[Collected data entries]

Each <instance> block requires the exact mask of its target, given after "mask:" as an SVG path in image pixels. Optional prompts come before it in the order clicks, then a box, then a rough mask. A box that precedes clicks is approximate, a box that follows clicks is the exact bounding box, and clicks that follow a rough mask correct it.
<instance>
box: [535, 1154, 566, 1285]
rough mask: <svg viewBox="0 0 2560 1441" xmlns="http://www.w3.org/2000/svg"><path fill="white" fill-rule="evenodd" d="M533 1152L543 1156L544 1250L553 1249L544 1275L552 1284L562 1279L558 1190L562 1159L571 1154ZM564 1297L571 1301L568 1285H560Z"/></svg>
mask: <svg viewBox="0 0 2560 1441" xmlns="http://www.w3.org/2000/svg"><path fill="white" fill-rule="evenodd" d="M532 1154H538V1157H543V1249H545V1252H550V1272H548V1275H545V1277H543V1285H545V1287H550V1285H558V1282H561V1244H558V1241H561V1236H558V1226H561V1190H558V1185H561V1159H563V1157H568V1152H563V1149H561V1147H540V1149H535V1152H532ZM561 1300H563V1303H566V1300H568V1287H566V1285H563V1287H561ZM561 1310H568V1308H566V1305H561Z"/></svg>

* _WHAT TO WORK ON_
All of the data above needs to be set down again exactly. Include every line.

* _OUTPUT OF THE EXERCISE_
Each <instance> block requires the exact mask of its target, given after "mask:" as an SVG path in image pixels. Optional prompts come before it in the order clicks, then a box, then a rough mask. A box that precedes clicks is approximate, a box that follows clicks is the exact bounding box, and clicks that follow a rough mask correct it.
<instance>
box: [535, 1154, 566, 1285]
rough mask: <svg viewBox="0 0 2560 1441" xmlns="http://www.w3.org/2000/svg"><path fill="white" fill-rule="evenodd" d="M533 1152L543 1156L544 1250L553 1249L544 1275L552 1284L562 1279L558 1190L562 1159L571 1154ZM564 1297L571 1301L568 1285H560Z"/></svg>
mask: <svg viewBox="0 0 2560 1441" xmlns="http://www.w3.org/2000/svg"><path fill="white" fill-rule="evenodd" d="M532 1154H538V1157H543V1249H545V1252H550V1272H548V1275H545V1277H543V1285H545V1287H550V1285H558V1282H561V1244H558V1241H561V1236H558V1226H561V1190H558V1185H561V1159H563V1157H568V1152H563V1149H561V1147H540V1149H535V1152H532ZM561 1300H563V1303H566V1300H568V1287H566V1285H563V1287H561ZM561 1310H568V1308H566V1305H561Z"/></svg>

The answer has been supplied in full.